Задание A
Найди в списке все строки со словом «white» и выпиши их, учитывая регистр букв.

Исходный текст
******

Сегодня английские стачки кончаются (по-видимому), но вчера бастовало до 250000 рабочих. Это – «всемирный рекорд», говорят парижские газеты и выражают удивление, что стачка достигла таких размеров в самой демократической стране! При этом, одна Франция теряла до миллиона франков в день. Англия – нечего и говорить, потому что 60 % английской промышленности сосредоточено в наиболее пострадавшем Ливерпуле. На сотнях больших пароходов сгнили фрукты, рыба и прочее. Не было хлеба, не было света. Все это сопровождалось бесконечными анекдотами, начиная с того, что лорды (у которых только что отнято их знаменитое veto) уверяли в парламенте, что все благополучно, – и кончая обществом эсперантистов, которые уныло сидели на чемоданах на лондонском вокзале и тщетно ждали поезда, мечтая о соединении всех народов при помощи эсперанто. Но они мечтали об этом в «самой демократической стране», где рабочие доведены до исступления 12-ти часовым рабочим днем (в доках) и низкой платой, и где все силы идут на держание в кулаке колоний и на постройку «супер-дреднаутов». Именно, все силы – в последние годы, когда Европе некогда тратить силы ни на что другое, до того заселены все углы и до того прошли времена романтизма.

– В Германии и Франции – нисколько не лучше. Вильгельм ищет войны и, по-видимому, будет воевать… французы поминают лихом Наполеона III и собираются «mourir pour la patrie»[155]. Все это вместе напоминает оглушительную и усталую ярмарку, на которую я сейчас смотрю. Вся Европа вертится и шумит, и втайне для этого нет никаких причин более, потому, что все прошло…

Славянское никогда не входило в их цивилизацию и, что всего важнее, пролетало каким-то чуждым астральным телом сквозь всю католическую культуру. Это мне особенно интересно. Я надеюсь наблюсти это тайное вторжение славянского пафоса (его отрасли, самой существенной для меня теперь) в одном уголке Парижа: на задворках Notre Dame, за моргом, есть островок, где жили Бодлер и Теофиль Готье; теперь там в старом доме – польская библиотека и при ней – маленький музей Мицкевича… Иначе говоря, на этом островке, мало обитаемом и тихом, хотя и в центре Парижа, как бы поставлен знак»…

В следующем письме из Кэмпера от 24 августа описывается знаменитое похищение Джиоконды в Париже:

«Итак, мне не суждено увидать Джиоконду. Не знаю, описаны ли в России все подробности ее исчезновения, – здесь газеты полны этим.

22-го утром я лежал в постели и размышлял (или мне полуснилось – не помню) о том, как американский миллиардер похищает Венеру Милосскую. Через час Люба приносит газету с известием о Джиоконде.

******

Материалы задания

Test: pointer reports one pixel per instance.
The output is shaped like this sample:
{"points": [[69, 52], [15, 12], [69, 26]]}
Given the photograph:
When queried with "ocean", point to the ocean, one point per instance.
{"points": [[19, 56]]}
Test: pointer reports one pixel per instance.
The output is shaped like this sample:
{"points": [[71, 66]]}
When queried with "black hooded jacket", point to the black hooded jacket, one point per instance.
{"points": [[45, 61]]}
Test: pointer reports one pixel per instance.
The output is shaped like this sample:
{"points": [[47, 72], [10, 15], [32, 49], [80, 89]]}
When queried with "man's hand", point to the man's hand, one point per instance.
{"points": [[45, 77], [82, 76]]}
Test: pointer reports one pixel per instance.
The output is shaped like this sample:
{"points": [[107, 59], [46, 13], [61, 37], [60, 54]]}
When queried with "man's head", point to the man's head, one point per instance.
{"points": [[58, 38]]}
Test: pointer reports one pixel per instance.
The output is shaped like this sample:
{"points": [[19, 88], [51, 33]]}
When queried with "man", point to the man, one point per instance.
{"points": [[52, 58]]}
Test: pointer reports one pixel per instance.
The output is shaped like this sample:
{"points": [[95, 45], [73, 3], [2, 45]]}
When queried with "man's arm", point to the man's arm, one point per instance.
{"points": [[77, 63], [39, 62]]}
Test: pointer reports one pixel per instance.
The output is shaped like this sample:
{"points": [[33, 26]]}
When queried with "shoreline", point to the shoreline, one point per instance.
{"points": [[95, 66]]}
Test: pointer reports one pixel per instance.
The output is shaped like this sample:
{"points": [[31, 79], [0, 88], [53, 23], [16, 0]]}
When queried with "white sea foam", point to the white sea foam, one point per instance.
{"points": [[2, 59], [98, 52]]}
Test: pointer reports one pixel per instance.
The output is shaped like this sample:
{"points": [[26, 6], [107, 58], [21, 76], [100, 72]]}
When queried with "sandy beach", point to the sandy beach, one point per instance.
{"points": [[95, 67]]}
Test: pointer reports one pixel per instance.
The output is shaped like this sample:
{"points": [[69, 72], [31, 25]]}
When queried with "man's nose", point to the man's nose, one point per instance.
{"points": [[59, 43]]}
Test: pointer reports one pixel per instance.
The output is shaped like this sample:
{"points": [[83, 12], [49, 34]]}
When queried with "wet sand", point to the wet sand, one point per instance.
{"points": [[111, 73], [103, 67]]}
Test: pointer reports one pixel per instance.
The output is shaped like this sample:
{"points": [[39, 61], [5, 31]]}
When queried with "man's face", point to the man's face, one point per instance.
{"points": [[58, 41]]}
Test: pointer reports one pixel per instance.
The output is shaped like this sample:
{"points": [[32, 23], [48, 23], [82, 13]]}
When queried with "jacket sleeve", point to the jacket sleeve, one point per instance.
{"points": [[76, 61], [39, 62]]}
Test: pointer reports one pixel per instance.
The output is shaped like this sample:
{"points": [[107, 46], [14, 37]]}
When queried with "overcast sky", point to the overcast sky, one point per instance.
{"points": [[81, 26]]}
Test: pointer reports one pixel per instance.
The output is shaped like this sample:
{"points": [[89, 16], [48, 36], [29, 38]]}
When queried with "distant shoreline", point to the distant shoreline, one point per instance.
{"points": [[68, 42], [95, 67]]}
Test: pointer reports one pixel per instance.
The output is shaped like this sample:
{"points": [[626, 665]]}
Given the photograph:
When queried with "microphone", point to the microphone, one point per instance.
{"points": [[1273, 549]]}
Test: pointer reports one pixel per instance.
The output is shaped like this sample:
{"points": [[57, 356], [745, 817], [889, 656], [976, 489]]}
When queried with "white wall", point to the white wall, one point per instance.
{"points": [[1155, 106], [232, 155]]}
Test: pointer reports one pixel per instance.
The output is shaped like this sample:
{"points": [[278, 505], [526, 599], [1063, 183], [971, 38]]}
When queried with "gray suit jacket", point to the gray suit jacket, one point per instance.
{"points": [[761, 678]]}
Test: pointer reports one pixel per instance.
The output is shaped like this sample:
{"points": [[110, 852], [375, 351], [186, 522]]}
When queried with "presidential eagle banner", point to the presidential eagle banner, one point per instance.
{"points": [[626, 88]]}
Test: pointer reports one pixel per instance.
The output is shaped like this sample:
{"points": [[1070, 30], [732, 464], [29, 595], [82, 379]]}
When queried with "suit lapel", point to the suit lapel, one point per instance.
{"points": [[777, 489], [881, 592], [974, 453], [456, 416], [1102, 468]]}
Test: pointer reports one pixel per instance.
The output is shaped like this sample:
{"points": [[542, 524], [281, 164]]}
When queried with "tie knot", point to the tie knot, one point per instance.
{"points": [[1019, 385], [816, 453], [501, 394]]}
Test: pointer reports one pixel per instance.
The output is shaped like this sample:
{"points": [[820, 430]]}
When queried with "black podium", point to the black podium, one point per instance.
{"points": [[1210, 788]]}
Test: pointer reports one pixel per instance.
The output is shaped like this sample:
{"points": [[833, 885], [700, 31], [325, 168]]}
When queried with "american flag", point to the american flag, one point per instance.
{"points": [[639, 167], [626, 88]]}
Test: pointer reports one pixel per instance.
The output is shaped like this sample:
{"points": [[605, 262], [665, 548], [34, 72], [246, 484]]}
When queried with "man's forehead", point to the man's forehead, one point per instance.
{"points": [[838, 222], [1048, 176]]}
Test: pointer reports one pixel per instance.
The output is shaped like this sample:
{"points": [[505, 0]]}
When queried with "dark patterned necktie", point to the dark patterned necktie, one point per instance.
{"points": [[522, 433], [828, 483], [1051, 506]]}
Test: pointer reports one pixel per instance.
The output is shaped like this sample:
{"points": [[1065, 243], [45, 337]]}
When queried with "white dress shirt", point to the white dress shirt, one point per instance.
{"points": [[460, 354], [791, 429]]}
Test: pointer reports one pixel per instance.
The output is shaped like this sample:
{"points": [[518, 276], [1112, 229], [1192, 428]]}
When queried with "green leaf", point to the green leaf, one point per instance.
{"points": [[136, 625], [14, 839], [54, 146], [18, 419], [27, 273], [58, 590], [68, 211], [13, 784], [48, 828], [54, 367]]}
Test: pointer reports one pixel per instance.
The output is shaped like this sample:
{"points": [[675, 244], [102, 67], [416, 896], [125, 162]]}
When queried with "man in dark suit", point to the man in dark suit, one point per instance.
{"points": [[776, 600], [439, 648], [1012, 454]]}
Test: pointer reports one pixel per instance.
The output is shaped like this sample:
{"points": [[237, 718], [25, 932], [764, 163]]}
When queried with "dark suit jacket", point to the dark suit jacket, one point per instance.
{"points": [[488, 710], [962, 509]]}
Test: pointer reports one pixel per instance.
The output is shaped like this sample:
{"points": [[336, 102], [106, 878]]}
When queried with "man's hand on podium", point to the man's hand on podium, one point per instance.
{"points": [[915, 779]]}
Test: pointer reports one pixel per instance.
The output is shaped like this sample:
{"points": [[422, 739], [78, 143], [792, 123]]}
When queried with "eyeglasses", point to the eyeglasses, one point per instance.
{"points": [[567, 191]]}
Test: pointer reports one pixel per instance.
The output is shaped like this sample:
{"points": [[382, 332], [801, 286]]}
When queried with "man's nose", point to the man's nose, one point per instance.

******

Задание B
Перечисли, пожалуйста, все страны, названные в исходном тексте.

Ответ A
When queried with "white sea foam", point to the white sea foam, one point per instance.
When queried with "white wall", point to the white wall, one point per instance.
When queried with "white dress shirt", point to the white dress shirt, one point per instance.

Ответ B
Англия, Франция, Германия, Россия.